*EXERCISE TASK*: Pick out every line in the records below that contains the string "crack", matching case exactly, and copy each such line in full.
+++ AVAILABLE DATA +++
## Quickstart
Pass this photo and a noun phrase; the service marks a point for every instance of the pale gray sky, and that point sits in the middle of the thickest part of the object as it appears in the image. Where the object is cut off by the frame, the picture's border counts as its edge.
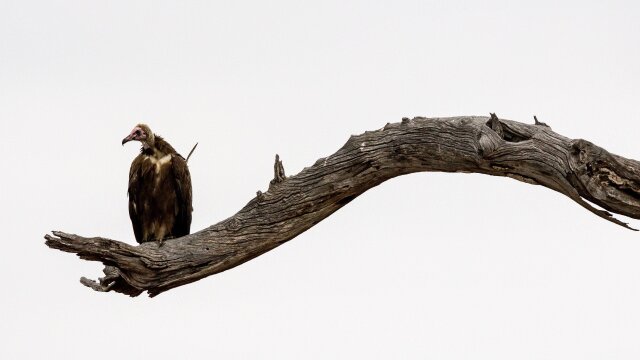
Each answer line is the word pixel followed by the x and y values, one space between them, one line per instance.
pixel 393 274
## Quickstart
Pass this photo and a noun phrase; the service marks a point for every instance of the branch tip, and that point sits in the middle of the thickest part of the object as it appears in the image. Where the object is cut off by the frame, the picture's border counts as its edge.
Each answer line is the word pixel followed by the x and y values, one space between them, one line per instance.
pixel 278 171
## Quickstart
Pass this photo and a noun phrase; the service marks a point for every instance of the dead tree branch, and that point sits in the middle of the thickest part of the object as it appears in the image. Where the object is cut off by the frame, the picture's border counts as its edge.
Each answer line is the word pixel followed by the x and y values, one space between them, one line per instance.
pixel 530 153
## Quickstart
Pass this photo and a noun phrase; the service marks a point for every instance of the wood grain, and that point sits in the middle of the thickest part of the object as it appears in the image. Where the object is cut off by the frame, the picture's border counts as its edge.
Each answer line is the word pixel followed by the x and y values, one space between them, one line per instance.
pixel 530 153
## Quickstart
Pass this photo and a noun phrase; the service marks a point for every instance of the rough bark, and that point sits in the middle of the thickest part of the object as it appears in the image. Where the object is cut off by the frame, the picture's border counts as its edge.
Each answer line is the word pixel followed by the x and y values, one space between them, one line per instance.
pixel 530 153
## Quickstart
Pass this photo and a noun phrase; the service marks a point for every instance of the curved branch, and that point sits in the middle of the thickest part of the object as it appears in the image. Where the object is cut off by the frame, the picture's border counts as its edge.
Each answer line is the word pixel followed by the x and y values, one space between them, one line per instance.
pixel 530 153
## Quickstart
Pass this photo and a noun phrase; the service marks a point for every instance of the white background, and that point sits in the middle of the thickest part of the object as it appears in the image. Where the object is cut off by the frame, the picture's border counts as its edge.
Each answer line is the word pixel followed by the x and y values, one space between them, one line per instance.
pixel 440 266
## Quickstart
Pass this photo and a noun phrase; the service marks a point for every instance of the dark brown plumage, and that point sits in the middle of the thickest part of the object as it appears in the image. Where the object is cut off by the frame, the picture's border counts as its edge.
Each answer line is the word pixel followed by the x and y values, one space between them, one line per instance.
pixel 159 189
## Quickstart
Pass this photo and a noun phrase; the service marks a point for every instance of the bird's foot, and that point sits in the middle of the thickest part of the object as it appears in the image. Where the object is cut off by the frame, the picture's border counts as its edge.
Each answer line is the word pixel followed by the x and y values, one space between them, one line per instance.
pixel 161 241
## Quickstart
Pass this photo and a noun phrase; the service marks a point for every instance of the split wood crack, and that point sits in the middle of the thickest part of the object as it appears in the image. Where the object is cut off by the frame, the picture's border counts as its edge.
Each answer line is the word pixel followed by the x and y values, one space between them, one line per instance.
pixel 534 154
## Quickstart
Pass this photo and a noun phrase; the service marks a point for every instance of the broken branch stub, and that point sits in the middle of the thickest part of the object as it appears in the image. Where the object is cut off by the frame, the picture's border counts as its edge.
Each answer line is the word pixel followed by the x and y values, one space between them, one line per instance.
pixel 530 153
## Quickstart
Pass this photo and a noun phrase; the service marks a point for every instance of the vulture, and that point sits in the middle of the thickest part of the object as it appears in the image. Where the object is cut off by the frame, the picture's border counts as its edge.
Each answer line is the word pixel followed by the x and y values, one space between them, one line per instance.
pixel 159 189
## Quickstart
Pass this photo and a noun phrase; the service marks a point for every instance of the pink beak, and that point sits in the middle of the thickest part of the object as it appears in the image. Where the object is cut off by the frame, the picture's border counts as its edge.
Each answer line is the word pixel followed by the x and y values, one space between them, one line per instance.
pixel 129 137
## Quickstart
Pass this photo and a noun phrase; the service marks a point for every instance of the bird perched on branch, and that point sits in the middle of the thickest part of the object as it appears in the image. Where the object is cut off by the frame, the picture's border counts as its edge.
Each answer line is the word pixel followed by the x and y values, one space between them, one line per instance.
pixel 159 189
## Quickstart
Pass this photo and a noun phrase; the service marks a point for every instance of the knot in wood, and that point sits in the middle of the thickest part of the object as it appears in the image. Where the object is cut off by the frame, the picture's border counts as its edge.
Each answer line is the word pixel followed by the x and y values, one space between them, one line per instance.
pixel 234 224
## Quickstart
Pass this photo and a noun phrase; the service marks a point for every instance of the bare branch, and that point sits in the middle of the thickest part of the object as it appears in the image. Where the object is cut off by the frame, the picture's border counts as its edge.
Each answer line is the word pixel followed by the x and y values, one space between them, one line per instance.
pixel 533 154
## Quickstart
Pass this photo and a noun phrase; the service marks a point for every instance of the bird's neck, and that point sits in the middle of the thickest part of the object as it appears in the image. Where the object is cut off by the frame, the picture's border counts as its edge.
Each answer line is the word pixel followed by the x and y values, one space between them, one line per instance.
pixel 158 149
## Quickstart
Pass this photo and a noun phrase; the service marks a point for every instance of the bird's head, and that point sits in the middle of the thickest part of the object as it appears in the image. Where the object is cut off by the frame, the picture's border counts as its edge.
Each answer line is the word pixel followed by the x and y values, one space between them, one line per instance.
pixel 142 133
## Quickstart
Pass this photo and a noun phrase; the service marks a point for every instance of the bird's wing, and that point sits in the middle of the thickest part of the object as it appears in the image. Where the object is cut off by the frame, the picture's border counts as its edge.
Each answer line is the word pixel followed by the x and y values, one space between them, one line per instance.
pixel 182 178
pixel 135 197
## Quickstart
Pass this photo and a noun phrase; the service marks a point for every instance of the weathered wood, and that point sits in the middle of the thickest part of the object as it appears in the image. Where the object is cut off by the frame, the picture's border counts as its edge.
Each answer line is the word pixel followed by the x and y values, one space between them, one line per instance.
pixel 530 153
+++
*EXERCISE OUTPUT*:
Pass this photo and a noun phrase; the service marks a point for every instance of the split wood crack, and that point sits in the middle of the thickest part of the object as it appears in the image. Where the object is cut off by the frame, the picture's border counts as its edge.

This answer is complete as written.